● **Page extract**:
########################################

Irene O’Garden is a very celebrated writer, from “stage to e-screen, hardcovers, children’s books as well as literary magazines and anthologies,” according to her website. Glad to Be Human is very well written, contains beautiful prose, and even contains bouts of delightful humor.

“Birdseed when planted does not grow birds, but when eaten does.”

All 200+ pages of the book contain stories from around the globe, from Paris to Budapest, to the Alzheimer’s ward. While the travels may help broaden one reader’s horizons, I personally had a hard time jumping around. Glad to Be Human is essentially a journal of that time in the author’s life, and while clearly put together with care, I often felt a little… lost.

Despite all of my meditative practices, I don’t often feel connected to nature. I don’t have a garden to speak of, living in a rental, and this book absolutely demands (metaphorically, of course) that the reader spend time enjoying nature and gardens and all that mother nature gives to us. I think that I am merely not in the place in my life where I can enjoy that as I should be able to, so the book doesn’t feel like it is a fit for me.

I flipped from chapter to chapter trying to find something that would resonate with me right now, in this moment, and I found that within “A Phrase to Melt Anxiety” in the “Sympathies” chapter.

“The more acts of love we recognize, the more relaxed we get to be.”

While I didn’t connect with the book in its entirety, I was able to find little gems and jewels that I will carry with me. I think this is a book that I will put on my shelf and revisit in another few years when my head isn’t clouded by the worries of the world and the weight of the system isn’t bearing down on me.

Or maybe I will send it to my friend Meg. She has a really large garden.

A copy of this book was provided by the publisher, Mango Publishing Group, for review.

########################################

● **Stated problem 1**:
Summarize the review in two sentences.
● **Stated problem 2**:
Repeat word for word the stretch of the review from "I flipped from" through "Group, for review.".

########################################

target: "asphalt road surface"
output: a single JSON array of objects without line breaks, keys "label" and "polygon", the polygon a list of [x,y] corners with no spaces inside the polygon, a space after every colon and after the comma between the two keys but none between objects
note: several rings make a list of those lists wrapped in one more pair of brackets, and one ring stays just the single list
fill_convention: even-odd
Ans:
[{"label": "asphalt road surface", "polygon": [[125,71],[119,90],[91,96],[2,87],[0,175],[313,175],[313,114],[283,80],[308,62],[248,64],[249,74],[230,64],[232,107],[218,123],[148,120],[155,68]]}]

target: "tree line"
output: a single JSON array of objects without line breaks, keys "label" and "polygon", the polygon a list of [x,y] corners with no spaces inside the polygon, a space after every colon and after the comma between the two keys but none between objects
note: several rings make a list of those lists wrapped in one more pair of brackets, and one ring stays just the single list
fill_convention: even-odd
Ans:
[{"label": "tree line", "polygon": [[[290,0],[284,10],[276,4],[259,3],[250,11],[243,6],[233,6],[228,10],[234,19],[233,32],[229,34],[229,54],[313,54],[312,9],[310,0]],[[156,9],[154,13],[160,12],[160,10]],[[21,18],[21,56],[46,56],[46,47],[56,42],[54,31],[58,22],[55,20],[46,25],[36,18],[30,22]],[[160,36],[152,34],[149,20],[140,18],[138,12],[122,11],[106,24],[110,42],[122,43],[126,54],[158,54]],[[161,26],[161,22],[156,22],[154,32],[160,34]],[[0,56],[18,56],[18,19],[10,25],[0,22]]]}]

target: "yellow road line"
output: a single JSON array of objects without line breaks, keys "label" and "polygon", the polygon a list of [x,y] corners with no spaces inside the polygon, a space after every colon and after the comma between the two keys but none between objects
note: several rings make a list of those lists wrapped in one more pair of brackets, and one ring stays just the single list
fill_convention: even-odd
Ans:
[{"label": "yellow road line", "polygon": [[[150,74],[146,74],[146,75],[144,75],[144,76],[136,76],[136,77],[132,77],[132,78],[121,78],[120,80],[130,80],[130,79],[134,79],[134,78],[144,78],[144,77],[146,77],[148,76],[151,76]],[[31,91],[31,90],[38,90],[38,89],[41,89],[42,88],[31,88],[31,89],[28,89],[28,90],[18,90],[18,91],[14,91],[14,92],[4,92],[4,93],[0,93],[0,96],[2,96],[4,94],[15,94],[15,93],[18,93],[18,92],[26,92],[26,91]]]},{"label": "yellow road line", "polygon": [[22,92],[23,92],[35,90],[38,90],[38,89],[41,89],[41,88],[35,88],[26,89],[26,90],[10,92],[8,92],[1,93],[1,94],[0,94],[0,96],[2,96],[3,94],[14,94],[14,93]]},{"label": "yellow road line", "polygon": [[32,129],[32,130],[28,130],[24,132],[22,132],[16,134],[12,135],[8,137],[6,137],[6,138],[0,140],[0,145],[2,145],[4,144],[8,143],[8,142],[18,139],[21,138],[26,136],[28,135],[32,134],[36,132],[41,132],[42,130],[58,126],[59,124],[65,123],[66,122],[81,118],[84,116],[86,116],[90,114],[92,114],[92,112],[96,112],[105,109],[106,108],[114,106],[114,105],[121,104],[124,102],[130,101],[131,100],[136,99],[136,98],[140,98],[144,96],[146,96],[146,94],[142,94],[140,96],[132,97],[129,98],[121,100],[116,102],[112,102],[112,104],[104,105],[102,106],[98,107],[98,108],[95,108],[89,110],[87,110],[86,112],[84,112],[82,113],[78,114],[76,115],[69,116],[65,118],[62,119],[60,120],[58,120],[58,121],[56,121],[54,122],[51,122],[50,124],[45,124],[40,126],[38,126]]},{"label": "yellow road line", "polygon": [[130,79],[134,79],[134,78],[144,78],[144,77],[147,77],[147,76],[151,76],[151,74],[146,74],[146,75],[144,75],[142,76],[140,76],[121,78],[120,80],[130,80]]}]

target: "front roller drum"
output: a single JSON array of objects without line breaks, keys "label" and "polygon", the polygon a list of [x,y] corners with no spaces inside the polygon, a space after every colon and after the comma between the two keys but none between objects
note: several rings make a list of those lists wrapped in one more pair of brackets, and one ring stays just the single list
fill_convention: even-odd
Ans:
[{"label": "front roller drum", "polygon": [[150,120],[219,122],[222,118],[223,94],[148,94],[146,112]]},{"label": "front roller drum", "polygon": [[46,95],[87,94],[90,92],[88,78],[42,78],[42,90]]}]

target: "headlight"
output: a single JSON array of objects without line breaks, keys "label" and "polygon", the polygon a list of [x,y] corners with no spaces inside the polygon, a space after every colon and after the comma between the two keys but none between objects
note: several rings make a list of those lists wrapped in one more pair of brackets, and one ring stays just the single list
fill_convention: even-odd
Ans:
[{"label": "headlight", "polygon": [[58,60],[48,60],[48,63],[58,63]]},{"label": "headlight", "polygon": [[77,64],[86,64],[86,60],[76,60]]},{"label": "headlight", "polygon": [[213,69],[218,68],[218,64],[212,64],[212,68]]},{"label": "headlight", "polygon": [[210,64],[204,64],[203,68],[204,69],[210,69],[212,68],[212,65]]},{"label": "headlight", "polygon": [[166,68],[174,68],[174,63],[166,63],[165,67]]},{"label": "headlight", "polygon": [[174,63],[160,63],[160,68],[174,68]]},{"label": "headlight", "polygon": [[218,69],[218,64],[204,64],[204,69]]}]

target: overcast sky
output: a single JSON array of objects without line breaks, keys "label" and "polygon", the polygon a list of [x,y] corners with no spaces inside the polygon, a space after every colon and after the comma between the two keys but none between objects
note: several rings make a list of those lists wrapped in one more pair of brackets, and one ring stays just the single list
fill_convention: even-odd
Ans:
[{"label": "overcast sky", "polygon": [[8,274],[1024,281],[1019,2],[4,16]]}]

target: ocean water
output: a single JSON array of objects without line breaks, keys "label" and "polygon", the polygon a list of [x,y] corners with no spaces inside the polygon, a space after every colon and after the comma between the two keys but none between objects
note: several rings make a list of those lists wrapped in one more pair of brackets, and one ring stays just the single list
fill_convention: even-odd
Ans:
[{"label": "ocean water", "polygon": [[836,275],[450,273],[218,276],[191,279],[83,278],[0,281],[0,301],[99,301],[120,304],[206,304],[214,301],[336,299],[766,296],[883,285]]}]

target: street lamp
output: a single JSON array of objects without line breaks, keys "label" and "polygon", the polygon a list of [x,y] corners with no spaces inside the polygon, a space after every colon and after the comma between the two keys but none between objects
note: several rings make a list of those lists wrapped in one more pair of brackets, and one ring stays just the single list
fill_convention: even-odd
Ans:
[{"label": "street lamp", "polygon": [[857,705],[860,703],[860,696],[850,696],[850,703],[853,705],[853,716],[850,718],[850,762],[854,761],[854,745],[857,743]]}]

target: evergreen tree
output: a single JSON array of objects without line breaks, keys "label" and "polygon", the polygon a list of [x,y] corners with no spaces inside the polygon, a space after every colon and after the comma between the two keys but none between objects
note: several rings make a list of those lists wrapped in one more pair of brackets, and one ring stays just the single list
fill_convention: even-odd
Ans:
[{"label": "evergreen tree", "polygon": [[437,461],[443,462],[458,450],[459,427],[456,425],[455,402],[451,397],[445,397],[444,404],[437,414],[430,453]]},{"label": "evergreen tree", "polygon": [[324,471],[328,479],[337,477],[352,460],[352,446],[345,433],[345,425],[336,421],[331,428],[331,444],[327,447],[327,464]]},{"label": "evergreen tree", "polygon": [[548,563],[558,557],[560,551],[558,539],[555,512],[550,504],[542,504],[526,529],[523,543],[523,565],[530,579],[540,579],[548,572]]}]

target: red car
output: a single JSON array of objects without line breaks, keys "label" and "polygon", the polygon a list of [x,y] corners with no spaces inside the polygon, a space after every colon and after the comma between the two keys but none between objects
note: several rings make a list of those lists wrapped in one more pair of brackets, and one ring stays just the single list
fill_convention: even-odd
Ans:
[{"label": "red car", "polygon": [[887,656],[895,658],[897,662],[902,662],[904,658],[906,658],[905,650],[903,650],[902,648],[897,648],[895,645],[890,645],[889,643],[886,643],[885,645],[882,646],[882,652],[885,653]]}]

########################################

● **Exercise result 1**:
The review calls Irene O'Garden's Glad to Be Human well written, with beautiful prose and delightful humor, and says it holds stories from Paris to Budapest to an Alzheimer's ward. The reviewer, who had a hard time with the jumping around and does not often feel connected to nature, did not connect with the whole book but found little gems in it and plans to revisit it in a few years.

● **Exercise result 2**:
I flipped from chapter to chapter trying to find something that would resonate with me right now, in this moment, and I found that within “A Phrase to Melt Anxiety” in the “Sympathies” chapter.

“The more acts of love we recognize, the more relaxed we get to be.”

While I didn’t connect with the book in its entirety, I was able to find little gems and jewels that I will carry with me. I think this is a book that I will put on my shelf and revisit in another few years when my head isn’t clouded by the worries of the world and the weight of the system isn’t bearing down on me.

Or maybe I will send it to my friend Meg. She has a really large garden.

A copy of this book was provided by the publisher, Mango Publishing Group, for review.